_What you will do_
Reproduce all of the material below word for word, leaving the pictures out of your answer.

_Provided data_

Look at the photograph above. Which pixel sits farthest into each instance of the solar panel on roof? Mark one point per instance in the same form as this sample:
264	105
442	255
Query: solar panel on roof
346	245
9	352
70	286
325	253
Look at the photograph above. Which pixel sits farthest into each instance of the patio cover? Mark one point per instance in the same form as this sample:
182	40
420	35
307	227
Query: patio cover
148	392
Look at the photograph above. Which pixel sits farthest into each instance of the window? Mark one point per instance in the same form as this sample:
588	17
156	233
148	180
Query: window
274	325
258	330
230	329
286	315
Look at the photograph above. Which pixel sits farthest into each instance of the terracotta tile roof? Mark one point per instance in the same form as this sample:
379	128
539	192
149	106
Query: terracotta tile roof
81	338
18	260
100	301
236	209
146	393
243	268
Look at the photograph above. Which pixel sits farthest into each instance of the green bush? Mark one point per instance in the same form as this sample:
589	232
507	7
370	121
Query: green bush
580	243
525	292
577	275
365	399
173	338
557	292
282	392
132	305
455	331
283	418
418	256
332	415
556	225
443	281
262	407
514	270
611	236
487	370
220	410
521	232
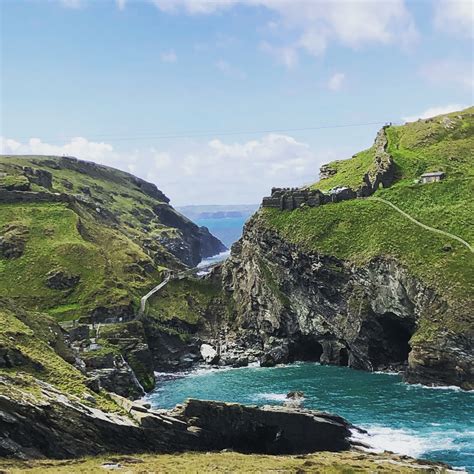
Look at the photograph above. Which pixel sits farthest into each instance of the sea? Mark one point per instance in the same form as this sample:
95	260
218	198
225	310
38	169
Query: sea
434	423
423	422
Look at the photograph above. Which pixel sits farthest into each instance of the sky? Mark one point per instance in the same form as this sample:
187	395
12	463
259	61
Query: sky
217	101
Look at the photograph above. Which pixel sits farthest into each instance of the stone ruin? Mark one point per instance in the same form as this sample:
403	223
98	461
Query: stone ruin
382	174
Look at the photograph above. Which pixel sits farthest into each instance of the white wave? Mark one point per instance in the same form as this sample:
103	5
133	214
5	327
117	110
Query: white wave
276	397
454	388
401	441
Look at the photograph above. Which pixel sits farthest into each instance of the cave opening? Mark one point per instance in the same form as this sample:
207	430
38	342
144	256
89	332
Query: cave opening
389	344
306	348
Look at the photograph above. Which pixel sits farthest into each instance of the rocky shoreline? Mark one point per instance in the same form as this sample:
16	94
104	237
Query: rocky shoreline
44	422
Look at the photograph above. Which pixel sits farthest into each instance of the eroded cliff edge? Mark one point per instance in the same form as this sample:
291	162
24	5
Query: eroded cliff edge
347	275
292	304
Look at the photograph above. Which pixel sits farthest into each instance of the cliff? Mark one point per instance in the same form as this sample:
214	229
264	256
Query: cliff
112	232
356	282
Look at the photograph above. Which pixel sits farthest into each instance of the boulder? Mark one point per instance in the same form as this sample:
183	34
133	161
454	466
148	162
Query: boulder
268	430
209	354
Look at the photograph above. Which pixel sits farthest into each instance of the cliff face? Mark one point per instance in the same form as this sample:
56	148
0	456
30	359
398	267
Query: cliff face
363	281
109	233
297	305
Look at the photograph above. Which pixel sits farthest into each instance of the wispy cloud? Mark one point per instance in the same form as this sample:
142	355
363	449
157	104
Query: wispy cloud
316	24
169	56
455	17
229	70
240	171
285	55
336	81
71	3
449	72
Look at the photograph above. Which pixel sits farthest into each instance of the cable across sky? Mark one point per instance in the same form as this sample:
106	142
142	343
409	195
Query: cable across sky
206	133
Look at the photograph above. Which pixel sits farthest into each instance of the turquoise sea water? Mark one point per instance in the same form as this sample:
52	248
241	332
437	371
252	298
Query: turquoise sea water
431	423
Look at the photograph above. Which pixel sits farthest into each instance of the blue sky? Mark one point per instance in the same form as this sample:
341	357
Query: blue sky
107	80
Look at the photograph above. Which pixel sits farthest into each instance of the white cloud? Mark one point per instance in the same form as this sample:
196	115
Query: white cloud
229	70
169	56
193	7
352	23
336	81
450	72
121	4
191	172
434	111
455	17
71	3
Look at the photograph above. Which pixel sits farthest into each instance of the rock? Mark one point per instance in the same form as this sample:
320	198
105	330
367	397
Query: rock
44	422
79	333
38	176
336	312
294	399
295	394
241	362
209	354
268	430
61	279
13	240
278	355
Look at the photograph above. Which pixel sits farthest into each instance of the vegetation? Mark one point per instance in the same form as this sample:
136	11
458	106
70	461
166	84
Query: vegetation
345	462
362	229
106	238
185	300
348	172
35	343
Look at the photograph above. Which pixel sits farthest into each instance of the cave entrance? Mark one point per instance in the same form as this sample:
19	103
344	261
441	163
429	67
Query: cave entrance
389	341
306	348
343	357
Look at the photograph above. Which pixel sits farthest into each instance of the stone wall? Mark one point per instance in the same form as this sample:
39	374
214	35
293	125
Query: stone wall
383	174
9	197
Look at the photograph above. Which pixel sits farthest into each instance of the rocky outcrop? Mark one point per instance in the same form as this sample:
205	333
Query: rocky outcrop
193	243
61	279
39	177
47	423
13	239
382	173
296	305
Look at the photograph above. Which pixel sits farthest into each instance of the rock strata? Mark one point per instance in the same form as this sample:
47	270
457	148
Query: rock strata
46	422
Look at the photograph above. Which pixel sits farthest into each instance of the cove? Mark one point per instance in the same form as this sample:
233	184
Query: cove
430	423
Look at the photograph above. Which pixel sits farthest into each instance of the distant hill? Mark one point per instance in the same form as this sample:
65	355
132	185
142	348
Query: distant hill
218	211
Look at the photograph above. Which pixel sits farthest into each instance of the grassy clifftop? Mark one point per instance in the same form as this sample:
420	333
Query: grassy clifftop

_Written reply_
Look at the photograph above. Which pixel sits farthest into each instance of the solar panel on roof? Mark one point per instance in the same form as this sample:
264	105
442	255
Query: solar panel on roof
346	245
9	352
70	286
325	253
Look at the photograph above. Which pixel sits farthest into each instance of the patio cover? Mark one point per instance in the same form as this sample:
182	40
420	35
307	227
Query: patio cover
148	392
Look at the photograph above. Which pixel sits farthest into each instance of the window? Mark one point per instance in the same form as this sample:
588	17
156	233
148	180
Query: window
274	325
258	330
230	329
286	315
Look at the photograph above. Which pixel sits farthest into each instance of the terracotta tile roof? Mark one point per instance in the same form as this sample:
379	128
539	192
149	106
Query: terracotta tile roof
81	338
18	260
100	301
236	209
146	393
243	268
Look at the photograph above. Which pixel sits farthest into each instance of the green bush? Mark one point per instance in the same form as this sample:
589	232
507	7
370	121
Query: green bush
580	243
525	292
577	275
365	399
173	338
557	292
282	392
132	305
455	331
283	418
418	256
332	415
556	225
443	281
262	407
514	270
611	236
487	370
220	410
521	232
Look at the photograph above. Which pixel sits farthest into each instance of the sea? Mark one point per instance in the same form as this sample:
95	260
218	198
225	310
38	169
Query: sea
434	423
423	422
Look at the photograph above. Which pixel sits farthest into each instance of the sky? Mark one point per instance in the same form as this sample:
187	395
12	463
259	61
Query: sky
217	101
Look at the photograph above. Which pixel sits farthest into each instance of the stone ruin? Mark one point per instance in the same form as this sample:
403	223
98	461
Query: stone ruin
382	174
Look at the photograph above. Which pixel sits farthest into each instance of the white wave? Mark one point per instance in the same form as this sample:
103	5
133	214
5	327
117	110
Query: white wave
276	397
454	388
401	441
Look at the photograph above. Which pixel sits farthest into each instance of the cave opening? Mark one point per instance in the same form as this sample:
207	430
38	342
144	256
89	332
Query: cave opening
389	344
306	348
Look at the photograph above. Which pixel sits farthest into each instance of the rocky shoreline? Mark one point per instance in the same form as this sample:
16	94
104	237
Query: rocky shoreline
44	422
Look at the photograph above. Which pixel sits farthest into each instance of the eroded cliff edge? Mark one point per instance in the same form as this sample:
291	162
24	5
Query: eroded cliff edge
347	275
292	304
Look at the photograph above. Which pixel sits farthest into each instance of the cliff? Mark one point per instance in the same form as this sample:
214	229
264	256
Query: cliff
112	232
356	282
Look at the photograph above. Which pixel sits farthest into each instance of the boulder? Mark one point per instance in the same form as this sample:
183	34
133	161
454	466
148	162
Query: boulder
268	430
209	354
Look at the photograph above. Which pixel sits farthest into each instance of the cliff face? Mark one point per instance in the same form as this sample:
56	148
0	456
30	359
398	267
Query: cliff face
363	281
109	233
297	305
Look at the photograph above. Which pixel sits farthest into each instance of the wispy cloud? Mark one point per instance in the same form as this sample:
142	355
363	449
157	104
Query: wispy cloud
316	24
169	56
455	17
229	70
240	171
285	55
336	81
71	3
449	72
Look at the photograph above. Which pixel sits farthest into each instance of the cable across sky? Mark one point per instance in the same form as this sample:
106	142
142	343
409	195
Query: cable across sky
206	133
Look at the photograph above. Which pixel sits farthest into each instance of the turquoise sea water? Mark one point per instance in the same form as this sample:
52	248
241	332
437	371
252	298
Query: turquoise sea water
431	423
Look at the photograph above. Which pixel sits farthest into each instance of the blue sky? Mark one point per instance in the same form as this sample:
341	357
Query: blue sky
107	80
Look at the photograph above. Which pixel sits farthest into each instance of the white cloud? Mark one point per instance in the same form as this sample:
196	115
Query: white cloud
229	70
169	56
193	7
352	23
336	81
450	72
121	4
191	172
434	111
455	17
71	3
Look at the photograph above. Which pixel sits farthest into each instance of the rock? Mark one point per instance in the same form as this sample:
320	198
105	330
367	397
Query: rock
44	422
79	333
38	176
336	312
294	399
295	394
241	362
209	354
268	430
61	279
13	240
278	355
Look at the photograph above. Which pixel sits farthest into each instance of the vegetation? Mark one point per instance in the same form as this sample:
136	11
458	106
70	461
166	84
Query: vegetation
345	462
362	229
106	238
185	300
348	172
35	343
Look at the photograph above. Which pixel sits farthest into each instance of the cave entrance? Mark one point per instance in the same form as this sample:
19	103
344	261
441	163
429	67
Query: cave entrance
389	341
306	348
343	357
Look at the photograph above. Which pixel sits farthest into each instance of the stone wall? Mark one point per instance in the same form as this sample:
39	374
214	35
293	125
Query: stone wall
383	174
9	197
Look at the photograph above. Which pixel sits farthest into each instance of the rocky outcrop? Mark one point per instance in the same form as this sample:
205	333
Query: rocky outcrop
193	243
61	279
39	177
47	423
13	239
382	173
296	305
Look at the photograph above. Which pixel sits farthest into each instance of the rock strata? Mark one point per instance in the same form as this sample:
47	270
457	148
Query: rock strata
46	422
Look at the photograph above. Which pixel sits farthest into each instance of the cove? Mark one point per instance in the same form as this sample:
233	184
Query: cove
430	423
Look at the photograph above. Which pixel sits farthest into each instance of the distant hill? Mark one point per instance in the same form as this sample:
65	355
132	185
142	348
Query: distant hill
218	211
Look at the photograph above. Which pixel sits farthest into each instance of the grassy clifftop? Mark one point per instance in the same form as this sample:
420	333
Query: grassy clifftop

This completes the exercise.